══ Data excerpts ══
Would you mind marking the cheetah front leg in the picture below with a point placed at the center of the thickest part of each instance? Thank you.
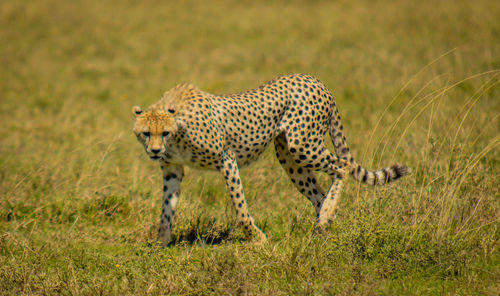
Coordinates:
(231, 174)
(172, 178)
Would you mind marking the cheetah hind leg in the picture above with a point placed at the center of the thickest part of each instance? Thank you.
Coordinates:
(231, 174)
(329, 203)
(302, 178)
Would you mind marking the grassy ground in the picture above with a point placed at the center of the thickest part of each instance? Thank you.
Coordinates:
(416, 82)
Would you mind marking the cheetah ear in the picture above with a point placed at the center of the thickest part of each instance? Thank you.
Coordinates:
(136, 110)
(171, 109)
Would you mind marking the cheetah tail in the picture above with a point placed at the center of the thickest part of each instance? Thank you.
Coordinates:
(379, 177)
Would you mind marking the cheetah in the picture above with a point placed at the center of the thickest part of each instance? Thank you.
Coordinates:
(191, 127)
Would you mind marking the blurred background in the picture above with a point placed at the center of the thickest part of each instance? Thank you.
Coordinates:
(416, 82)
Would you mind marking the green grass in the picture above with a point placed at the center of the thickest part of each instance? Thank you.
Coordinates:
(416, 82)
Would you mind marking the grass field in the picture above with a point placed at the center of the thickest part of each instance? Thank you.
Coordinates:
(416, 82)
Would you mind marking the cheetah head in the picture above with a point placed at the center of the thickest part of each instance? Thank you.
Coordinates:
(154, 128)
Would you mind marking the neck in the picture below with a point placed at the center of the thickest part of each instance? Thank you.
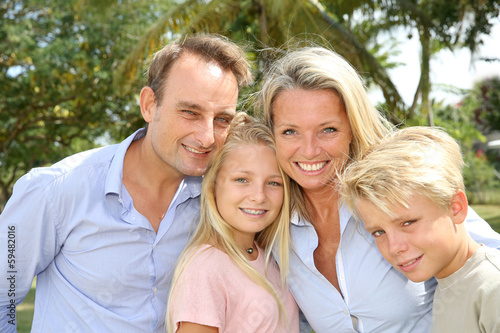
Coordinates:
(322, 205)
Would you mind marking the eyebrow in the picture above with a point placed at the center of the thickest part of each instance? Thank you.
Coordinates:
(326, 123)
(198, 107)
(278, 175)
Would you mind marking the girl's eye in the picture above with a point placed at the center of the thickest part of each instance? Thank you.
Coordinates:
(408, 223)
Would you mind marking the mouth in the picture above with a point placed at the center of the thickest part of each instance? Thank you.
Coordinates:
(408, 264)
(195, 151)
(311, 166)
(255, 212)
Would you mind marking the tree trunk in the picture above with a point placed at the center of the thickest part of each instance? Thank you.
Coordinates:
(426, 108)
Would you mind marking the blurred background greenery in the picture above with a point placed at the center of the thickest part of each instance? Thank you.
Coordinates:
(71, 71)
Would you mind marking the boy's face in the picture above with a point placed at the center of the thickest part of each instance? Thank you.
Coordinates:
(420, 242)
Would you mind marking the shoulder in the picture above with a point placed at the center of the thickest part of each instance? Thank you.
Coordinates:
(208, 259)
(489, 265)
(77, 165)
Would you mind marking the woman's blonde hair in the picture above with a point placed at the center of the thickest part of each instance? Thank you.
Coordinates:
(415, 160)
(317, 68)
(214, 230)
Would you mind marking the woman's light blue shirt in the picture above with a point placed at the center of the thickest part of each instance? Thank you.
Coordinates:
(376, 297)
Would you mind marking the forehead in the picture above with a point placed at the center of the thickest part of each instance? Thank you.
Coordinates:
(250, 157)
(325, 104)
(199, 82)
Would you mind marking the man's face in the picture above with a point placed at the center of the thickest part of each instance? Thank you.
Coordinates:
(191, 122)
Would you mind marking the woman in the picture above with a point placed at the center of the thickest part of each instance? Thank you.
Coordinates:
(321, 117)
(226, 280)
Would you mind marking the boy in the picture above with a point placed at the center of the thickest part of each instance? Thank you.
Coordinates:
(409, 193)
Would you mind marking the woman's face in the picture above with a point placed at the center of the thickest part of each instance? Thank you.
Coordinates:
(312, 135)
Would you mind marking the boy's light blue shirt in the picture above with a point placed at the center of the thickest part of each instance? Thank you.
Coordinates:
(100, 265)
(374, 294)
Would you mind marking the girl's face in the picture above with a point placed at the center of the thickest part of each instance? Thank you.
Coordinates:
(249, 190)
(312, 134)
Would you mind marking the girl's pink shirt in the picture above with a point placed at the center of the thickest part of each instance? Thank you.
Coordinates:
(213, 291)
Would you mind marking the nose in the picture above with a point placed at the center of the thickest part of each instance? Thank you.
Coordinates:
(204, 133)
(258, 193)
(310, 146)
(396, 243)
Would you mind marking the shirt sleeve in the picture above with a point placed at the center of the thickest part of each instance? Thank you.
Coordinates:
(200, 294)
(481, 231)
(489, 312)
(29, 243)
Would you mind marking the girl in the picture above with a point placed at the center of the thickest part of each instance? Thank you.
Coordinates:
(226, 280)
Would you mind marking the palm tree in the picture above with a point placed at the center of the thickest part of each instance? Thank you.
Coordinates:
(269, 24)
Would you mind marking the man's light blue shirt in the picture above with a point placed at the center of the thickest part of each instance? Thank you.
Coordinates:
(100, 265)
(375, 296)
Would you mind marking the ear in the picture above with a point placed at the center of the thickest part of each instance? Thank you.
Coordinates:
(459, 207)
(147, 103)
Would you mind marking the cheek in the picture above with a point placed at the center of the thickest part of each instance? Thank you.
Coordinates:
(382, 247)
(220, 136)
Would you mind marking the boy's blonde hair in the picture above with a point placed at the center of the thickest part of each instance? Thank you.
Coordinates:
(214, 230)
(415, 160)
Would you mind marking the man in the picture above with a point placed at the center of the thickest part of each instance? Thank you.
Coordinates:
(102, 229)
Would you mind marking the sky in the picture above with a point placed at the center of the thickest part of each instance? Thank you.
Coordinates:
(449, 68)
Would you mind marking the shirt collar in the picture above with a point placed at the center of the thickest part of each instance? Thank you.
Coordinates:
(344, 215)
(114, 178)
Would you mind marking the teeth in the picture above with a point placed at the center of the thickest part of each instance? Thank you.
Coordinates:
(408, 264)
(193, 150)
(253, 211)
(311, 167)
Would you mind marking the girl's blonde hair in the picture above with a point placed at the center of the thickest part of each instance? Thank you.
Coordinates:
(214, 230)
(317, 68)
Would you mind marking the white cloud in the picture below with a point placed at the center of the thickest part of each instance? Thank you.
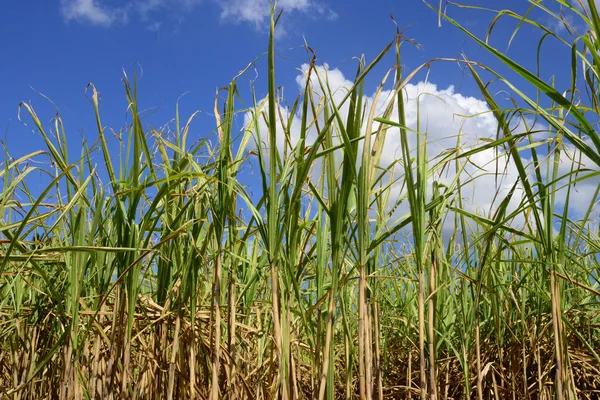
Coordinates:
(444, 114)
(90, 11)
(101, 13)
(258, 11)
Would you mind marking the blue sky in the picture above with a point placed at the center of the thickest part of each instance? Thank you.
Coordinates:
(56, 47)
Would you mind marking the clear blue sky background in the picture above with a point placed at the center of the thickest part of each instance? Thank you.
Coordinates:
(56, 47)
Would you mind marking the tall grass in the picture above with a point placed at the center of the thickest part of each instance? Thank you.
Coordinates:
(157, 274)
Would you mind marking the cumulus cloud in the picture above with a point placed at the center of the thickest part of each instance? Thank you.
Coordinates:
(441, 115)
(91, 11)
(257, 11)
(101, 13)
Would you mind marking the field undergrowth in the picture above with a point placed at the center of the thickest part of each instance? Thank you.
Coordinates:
═══
══ Data excerpts ══
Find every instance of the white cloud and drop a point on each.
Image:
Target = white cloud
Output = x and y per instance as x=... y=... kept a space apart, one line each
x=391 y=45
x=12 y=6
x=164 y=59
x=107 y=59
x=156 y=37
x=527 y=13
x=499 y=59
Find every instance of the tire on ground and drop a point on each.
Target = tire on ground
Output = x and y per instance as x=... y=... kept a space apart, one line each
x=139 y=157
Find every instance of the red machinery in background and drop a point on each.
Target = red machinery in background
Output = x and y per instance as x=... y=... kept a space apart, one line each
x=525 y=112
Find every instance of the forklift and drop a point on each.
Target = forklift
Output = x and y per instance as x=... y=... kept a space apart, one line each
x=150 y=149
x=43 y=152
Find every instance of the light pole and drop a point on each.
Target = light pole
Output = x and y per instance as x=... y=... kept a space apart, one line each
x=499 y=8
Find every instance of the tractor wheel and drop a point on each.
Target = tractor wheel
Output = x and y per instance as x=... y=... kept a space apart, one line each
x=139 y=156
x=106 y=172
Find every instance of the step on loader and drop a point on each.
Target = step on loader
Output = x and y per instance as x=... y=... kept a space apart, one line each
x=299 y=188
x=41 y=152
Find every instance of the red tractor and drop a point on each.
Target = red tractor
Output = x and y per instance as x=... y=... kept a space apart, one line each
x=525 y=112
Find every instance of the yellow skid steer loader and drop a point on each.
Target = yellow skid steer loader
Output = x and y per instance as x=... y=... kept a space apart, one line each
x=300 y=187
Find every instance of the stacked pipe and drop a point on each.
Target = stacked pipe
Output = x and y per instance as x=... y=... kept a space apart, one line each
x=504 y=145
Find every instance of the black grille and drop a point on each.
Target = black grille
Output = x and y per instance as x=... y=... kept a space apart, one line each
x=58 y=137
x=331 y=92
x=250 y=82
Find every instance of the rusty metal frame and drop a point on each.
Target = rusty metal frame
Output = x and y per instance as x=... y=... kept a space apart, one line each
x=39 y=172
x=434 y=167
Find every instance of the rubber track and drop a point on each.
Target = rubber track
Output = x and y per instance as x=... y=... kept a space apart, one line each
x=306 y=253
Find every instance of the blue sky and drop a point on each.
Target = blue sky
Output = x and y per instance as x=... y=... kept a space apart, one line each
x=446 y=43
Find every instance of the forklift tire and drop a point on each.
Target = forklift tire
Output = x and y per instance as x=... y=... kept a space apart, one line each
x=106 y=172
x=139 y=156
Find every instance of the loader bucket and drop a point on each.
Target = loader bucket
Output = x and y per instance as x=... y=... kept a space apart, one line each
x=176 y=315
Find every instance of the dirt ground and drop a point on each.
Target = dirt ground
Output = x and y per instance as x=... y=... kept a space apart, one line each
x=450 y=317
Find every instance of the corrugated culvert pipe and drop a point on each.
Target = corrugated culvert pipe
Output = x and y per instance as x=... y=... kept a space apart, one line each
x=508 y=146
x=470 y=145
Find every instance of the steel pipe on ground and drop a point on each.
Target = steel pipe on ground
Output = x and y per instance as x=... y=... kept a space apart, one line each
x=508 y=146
═══
§ **Work required**
Can you reproduce verbatim everything from the line containing "Find every instance of the black" down to the line containing "x=470 y=145", with both of those lines included?

§ **Expected answer**
Find every instance of the black grille and drop a point on each.
Target = black grille
Output = x and y per instance as x=... y=... kept a space apart, one line each
x=58 y=137
x=331 y=92
x=250 y=82
Find every instance of the rusty metal frame and drop a point on each.
Target = rusty metal frame
Output = x and y per instance as x=... y=... kept a space apart, one line each
x=39 y=172
x=434 y=167
Find every instance of the rubber track and drop a point on each.
Target = rubber track
Output = x and y per instance as x=... y=... kept a space apart, one line each
x=306 y=253
Find every instance of the blue sky and drop a point on each.
Target = blue sky
Output = x and y per instance as x=... y=... kept a space apart, one line each
x=446 y=43
Find every instance of the forklift tire and drop a point on each.
Target = forklift tire
Output = x and y per instance as x=... y=... kept a space apart, one line each
x=106 y=172
x=139 y=156
Find every instance of the loader bucket and drop a point on each.
Target = loader bucket
Output = x and y per instance as x=... y=... kept a space apart, one line each
x=176 y=315
Find every instance of the dirt ground and drop a point on each.
Target = dirt ground
Output = x and y per instance as x=... y=... kept a space apart, one line each
x=450 y=317
Find every instance of the corrugated culvert pipe and drop a point on each.
Target = corrugated culvert pipe
Output = x and y per instance as x=... y=... kept a space apart, one line each
x=508 y=146
x=470 y=145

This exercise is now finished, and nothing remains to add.